Brief: Repeat the records below word for word, swapping every occurrence of "rough mask" for "coarse mask" and leaving everything else untouched.

Data for processing:
-- Opening Marker --
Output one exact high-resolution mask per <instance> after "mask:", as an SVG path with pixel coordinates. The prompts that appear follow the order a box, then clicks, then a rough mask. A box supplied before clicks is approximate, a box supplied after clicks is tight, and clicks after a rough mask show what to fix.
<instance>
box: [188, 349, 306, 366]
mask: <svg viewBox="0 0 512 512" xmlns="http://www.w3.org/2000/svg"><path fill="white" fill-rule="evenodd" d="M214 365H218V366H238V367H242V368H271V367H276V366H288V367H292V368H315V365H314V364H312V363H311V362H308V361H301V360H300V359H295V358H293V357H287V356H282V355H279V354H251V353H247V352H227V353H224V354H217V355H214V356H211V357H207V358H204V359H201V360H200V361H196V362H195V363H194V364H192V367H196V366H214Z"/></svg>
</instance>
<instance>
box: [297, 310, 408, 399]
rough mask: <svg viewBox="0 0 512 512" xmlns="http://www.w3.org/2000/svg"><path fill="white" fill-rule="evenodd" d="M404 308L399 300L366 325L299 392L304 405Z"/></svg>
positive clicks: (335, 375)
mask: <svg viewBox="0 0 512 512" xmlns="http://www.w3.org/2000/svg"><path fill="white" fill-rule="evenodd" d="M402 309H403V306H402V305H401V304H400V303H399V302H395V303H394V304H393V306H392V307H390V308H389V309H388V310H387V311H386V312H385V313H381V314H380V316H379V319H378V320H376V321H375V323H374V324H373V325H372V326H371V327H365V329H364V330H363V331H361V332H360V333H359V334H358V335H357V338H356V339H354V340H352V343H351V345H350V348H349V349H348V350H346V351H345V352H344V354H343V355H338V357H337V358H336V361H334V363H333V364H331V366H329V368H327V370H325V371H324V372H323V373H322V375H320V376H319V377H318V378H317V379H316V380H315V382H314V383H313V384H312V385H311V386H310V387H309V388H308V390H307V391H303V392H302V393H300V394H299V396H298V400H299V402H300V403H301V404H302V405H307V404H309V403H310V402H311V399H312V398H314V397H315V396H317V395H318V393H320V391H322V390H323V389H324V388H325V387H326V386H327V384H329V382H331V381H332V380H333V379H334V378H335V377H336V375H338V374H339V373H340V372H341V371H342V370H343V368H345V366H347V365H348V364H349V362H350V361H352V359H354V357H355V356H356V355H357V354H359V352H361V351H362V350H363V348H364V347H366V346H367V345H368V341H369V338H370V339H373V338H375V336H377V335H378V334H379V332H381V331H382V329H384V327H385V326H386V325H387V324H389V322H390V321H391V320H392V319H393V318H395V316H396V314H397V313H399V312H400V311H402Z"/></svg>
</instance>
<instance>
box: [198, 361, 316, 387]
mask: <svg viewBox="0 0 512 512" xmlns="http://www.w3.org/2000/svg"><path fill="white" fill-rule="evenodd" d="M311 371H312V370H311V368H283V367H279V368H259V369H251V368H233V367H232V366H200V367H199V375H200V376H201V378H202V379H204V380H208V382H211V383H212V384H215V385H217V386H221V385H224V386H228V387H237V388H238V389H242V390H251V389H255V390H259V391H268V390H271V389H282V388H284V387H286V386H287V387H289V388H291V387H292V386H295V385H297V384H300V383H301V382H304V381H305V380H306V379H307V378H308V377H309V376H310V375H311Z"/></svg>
-- Closing Marker --
Answer section:
Output one exact high-resolution mask per <instance> after "mask:", as an SVG path with pixel coordinates. The prompts that appear follow the order a box, then clicks, then a coarse mask. A box supplied before clicks is approximate, a box supplied after clicks is tight, and clicks after a coarse mask show what to fix.
<instance>
box: [188, 349, 306, 366]
mask: <svg viewBox="0 0 512 512" xmlns="http://www.w3.org/2000/svg"><path fill="white" fill-rule="evenodd" d="M214 365H218V366H238V367H242V368H271V367H276V366H288V367H292V368H315V365H314V364H312V363H311V362H308V361H301V360H300V359H295V358H293V357H287V356H282V355H279V354H251V353H247V352H227V353H224V354H217V355H214V356H211V357H207V358H204V359H201V360H200V361H196V362H195V363H194V364H192V367H196V366H214Z"/></svg>
</instance>
<instance>
box: [297, 310, 408, 399]
coarse mask: <svg viewBox="0 0 512 512" xmlns="http://www.w3.org/2000/svg"><path fill="white" fill-rule="evenodd" d="M404 308L399 300L366 325L299 392L304 405Z"/></svg>
positive clicks: (335, 375)
mask: <svg viewBox="0 0 512 512" xmlns="http://www.w3.org/2000/svg"><path fill="white" fill-rule="evenodd" d="M402 309H403V306H402V305H401V304H400V303H399V302H395V303H394V304H393V306H392V307H390V308H389V309H388V310H387V311H386V312H385V313H381V314H380V316H379V319H378V320H376V321H375V323H374V324H373V325H372V326H371V327H365V329H364V330H363V331H361V332H360V333H359V334H358V335H357V338H356V339H354V340H352V343H351V345H350V348H349V349H348V350H346V351H345V352H344V354H343V355H338V357H337V358H336V361H334V363H333V364H331V366H329V368H327V370H325V371H324V372H323V373H322V375H320V376H319V377H318V378H317V379H316V380H315V382H314V383H313V384H312V385H311V386H310V387H309V388H308V390H307V391H303V392H302V393H300V394H299V396H298V400H299V402H300V403H301V404H302V405H307V404H309V403H310V402H311V399H312V398H314V397H315V396H317V395H318V393H320V391H322V390H323V389H324V388H325V387H326V386H327V384H329V382H331V381H332V380H333V379H334V378H335V377H336V375H338V374H339V373H340V372H341V371H342V370H343V368H345V366H347V365H348V364H349V362H350V361H352V359H354V357H355V356H356V355H357V354H359V352H361V351H362V350H363V348H364V347H366V346H367V345H368V341H369V338H370V339H373V338H375V336H377V335H378V334H379V332H381V331H382V329H384V327H385V326H386V325H387V324H389V322H390V321H391V320H392V319H393V318H395V316H396V314H397V313H399V312H400V311H402Z"/></svg>
</instance>
<instance>
box: [198, 361, 316, 387]
mask: <svg viewBox="0 0 512 512" xmlns="http://www.w3.org/2000/svg"><path fill="white" fill-rule="evenodd" d="M311 371H312V370H311V368H283V367H279V368H259V369H251V368H233V367H232V366H200V367H199V375H200V376H201V378H202V379H204V380H208V382H211V383H212V384H215V385H217V386H221V385H224V386H228V387H237V388H238V389H242V390H251V389H255V390H259V391H268V390H271V389H282V388H284V387H286V386H287V387H289V388H291V387H292V386H295V385H297V384H300V383H301V382H304V381H305V380H306V379H307V378H308V377H309V376H310V375H311Z"/></svg>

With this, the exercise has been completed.